(Image box annotation records)

[Start]

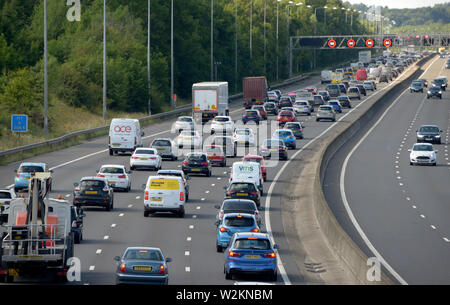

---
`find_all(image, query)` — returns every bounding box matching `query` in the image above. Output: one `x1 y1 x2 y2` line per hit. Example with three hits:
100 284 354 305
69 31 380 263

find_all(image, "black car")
215 199 262 226
278 96 292 109
409 80 423 93
416 125 442 144
264 102 278 115
224 181 261 208
73 177 114 211
283 122 303 139
431 77 447 91
355 84 367 96
181 152 211 177
427 85 442 99
70 205 86 244
337 95 352 108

[End]

* **Problem to work on**: Convert every line of the records above into a JSON list of strings, one string per line, leaving out blank lines and the pictures.

* **Final answer**:
[
  "---",
  "`find_all(image, query)` — returns every bounding box matching `query` in the image above. Output: one `x1 y1 x2 y2` line per hit. Example with three hits:",
  "100 284 354 305",
  "69 31 380 263",
  "find_all(image, \"black car\")",
  "215 199 262 226",
  "278 96 292 109",
  "409 80 423 93",
  "416 125 442 144",
  "264 102 278 115",
  "224 181 261 208",
  "73 177 114 211",
  "283 122 303 139",
  "431 77 447 91",
  "355 84 367 96",
  "181 152 211 177",
  "427 85 442 99",
  "70 205 86 244",
  "337 95 352 108"
]